*** Opening of TEXT BLOCK ***

Year-round pitching and the new pitching rules had an effect on Morris’s arm and already unpleasant disposition. The Pittsburgh Post branded him a “failure” after his season debut on May 3, in which he yielded 16 hits and seven earned runs in a complete-game loss to Detroit, 14-5.68 Six days later, Morris was unable to pitch in Detroit, igniting the most contentious period in his professional career. According to one account, Morris had been drinking at a local saloon prior to the game and was unable to enter the box. When skipper Horace Phillips discovered Morris pounding lagers after the game, he suspended and fined him on the spot.69 “I am disgusted with him,” declared team president William A. Nimick.70 Adamant that his shoulder and not alcohol was his problem, Morris threatened to leave the team and return to the Bay Area. “I can make $50 almost every Sunday playing ball out there,” he claimed.71
Phillips and Nimick eventually reconciled with Morris, who returned to action in the second game of a twin bill on May 30. He defeated Phildelphia, 6-4, despite surrendering 13 hits and not striking out a batter.72 One of the best pitchers in baseball the previous three seasons, Morris limped to a 14-22 record for a sixth-place club. “Morris is badly crippled by the new rules,” opined Sporting Life about the pitcher’s effectiveness. “His jump and fancy motions, which puzzled the batsmen are, of course gone, and again he cannot play his trick of getting in and out of the box so quick.”73
In addition to his arm problems, an ongoing factor contributed to his ineffectiveness: his drinking. In July, Morris was again in the newspapers for the wrong reason. Detectives, hired by Nimick and Phillips, discovered Morris imbibing. He was subsequently fined and threatened with outright release.74
After the season, Morris was severely injured in an exhibition game in Pittsburgh. Ad Gumbert, a local teenage hurling sensation and future big-leaguer, hit him “[so] violently on the head,” reported the Post, “[that] Morris was knocked insensible and taken home in a carriage.”75
In 1888 Morris enjoyed his finest season in the National League. Reports from Pittsburgh claimed the oft-ornery pitcher had been “induc[ed] to take a temperance pledge” before the season,76 while others claimed that he had joined the YMCA.77 Whether those stories were truthful or apocryphal, Morris largely avoided clashes with Phillips and Nimick, though he still occasionally berated teammates for poor play and drew fines for his ungovernable disposition.78 Batterymate George Miller suggested that Morris had finally acclimated to the new pitching regulations and depended “more on his control of the ball than on mere speed.”79
While the Alleghenys finished sixth (66-68-5), Morris had a remarkable seven-game stretch from September 8 through September 21, opening with four consecutive shutouts and surrendering just three runs across 62 innings.80 His only defeat in those contests came in a 1-0 pitcher’s duel with future Hall of Famer Mickey Welch in Pittsburgh, in which Morris held the Giants to three hits. In what proved his last statistical hurrah in baseball, he led the NL in starts and complete games (55) and ranked second in innings pitched (480) and fourth in wins (29).

*** Close of TEXT BLOCK ***
*** Opening of EXTRACTED RECORDS ***

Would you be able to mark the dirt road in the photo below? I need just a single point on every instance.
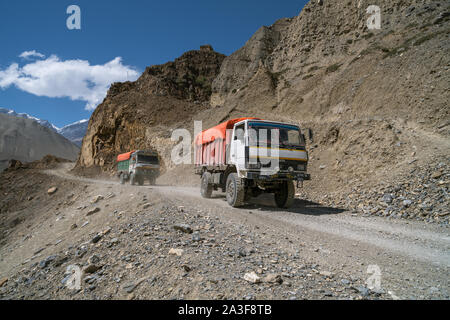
(413, 258)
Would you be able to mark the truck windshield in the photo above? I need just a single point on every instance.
(261, 134)
(147, 159)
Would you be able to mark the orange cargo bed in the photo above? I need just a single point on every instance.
(211, 144)
(124, 156)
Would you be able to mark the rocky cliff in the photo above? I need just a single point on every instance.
(140, 114)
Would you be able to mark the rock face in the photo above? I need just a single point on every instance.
(133, 114)
(75, 131)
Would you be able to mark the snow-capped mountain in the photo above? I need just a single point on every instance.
(44, 123)
(73, 132)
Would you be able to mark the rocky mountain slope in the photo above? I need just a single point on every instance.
(26, 140)
(75, 132)
(140, 114)
(375, 101)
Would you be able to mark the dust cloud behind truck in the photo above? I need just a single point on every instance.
(246, 157)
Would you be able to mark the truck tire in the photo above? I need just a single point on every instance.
(235, 190)
(284, 197)
(205, 187)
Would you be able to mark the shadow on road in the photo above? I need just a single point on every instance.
(265, 202)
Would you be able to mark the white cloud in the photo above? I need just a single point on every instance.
(74, 79)
(29, 54)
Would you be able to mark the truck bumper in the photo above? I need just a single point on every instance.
(298, 176)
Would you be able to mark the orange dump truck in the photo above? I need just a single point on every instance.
(248, 156)
(138, 166)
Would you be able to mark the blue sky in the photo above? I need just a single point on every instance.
(141, 32)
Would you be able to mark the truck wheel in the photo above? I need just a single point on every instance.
(284, 197)
(235, 190)
(206, 187)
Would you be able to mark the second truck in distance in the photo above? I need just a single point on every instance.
(138, 166)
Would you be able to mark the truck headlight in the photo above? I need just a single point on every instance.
(254, 165)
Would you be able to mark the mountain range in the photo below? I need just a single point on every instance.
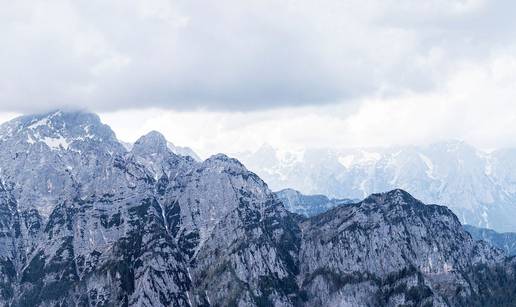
(86, 222)
(479, 186)
(312, 205)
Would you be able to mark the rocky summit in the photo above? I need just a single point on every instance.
(87, 221)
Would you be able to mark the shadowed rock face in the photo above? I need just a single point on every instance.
(308, 205)
(84, 222)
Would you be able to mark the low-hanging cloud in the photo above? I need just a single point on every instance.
(236, 55)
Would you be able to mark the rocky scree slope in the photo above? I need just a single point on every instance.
(85, 222)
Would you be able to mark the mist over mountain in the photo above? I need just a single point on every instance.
(86, 222)
(478, 186)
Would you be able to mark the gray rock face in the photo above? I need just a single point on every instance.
(84, 222)
(387, 250)
(308, 205)
(478, 186)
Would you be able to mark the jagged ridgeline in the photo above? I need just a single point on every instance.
(85, 221)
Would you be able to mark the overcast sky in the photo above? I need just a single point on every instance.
(231, 75)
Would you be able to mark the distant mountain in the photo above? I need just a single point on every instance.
(308, 205)
(480, 187)
(86, 222)
(505, 241)
(178, 150)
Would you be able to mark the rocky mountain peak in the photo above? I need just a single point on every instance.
(151, 142)
(58, 130)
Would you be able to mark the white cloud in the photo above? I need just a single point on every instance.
(231, 75)
(236, 55)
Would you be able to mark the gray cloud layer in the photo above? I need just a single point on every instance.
(237, 55)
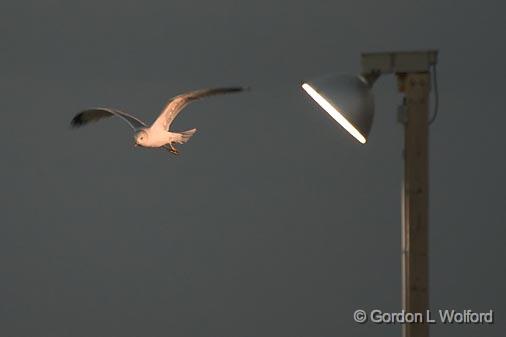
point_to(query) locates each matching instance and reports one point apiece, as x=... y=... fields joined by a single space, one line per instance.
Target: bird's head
x=141 y=138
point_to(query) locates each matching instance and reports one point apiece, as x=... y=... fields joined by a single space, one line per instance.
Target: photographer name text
x=444 y=316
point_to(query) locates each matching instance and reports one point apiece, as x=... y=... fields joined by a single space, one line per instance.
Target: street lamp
x=349 y=100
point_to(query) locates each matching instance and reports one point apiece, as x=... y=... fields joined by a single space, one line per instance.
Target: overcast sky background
x=273 y=221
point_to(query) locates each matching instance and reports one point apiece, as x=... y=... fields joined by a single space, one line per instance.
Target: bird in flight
x=158 y=135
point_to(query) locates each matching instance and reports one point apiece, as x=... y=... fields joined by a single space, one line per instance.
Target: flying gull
x=158 y=135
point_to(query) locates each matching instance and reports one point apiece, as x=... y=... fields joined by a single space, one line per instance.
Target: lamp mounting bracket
x=398 y=62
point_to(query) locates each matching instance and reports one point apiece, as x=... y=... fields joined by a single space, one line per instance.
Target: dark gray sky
x=273 y=222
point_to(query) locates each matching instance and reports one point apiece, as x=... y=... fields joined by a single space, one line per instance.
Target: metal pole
x=415 y=293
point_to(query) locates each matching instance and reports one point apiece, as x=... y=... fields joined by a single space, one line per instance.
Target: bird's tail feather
x=186 y=135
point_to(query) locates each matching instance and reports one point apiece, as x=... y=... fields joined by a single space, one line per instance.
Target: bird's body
x=158 y=134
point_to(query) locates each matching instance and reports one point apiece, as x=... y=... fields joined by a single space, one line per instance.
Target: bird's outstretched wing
x=176 y=104
x=95 y=114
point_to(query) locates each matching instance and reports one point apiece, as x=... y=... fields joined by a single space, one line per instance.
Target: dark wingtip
x=77 y=121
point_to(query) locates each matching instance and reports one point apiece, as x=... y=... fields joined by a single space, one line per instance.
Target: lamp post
x=349 y=100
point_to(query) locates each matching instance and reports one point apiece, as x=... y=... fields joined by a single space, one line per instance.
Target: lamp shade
x=348 y=99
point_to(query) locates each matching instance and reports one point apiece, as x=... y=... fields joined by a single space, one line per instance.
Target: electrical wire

*** Close of EXTRACTED RECORDS ***

_TASK DETAILS_. In the text about the pitcher Morris, who struck him on the head during an exhibition game in Pittsburgh after the season?

_RESULT FOR THIS TASK_. Ad Gumbert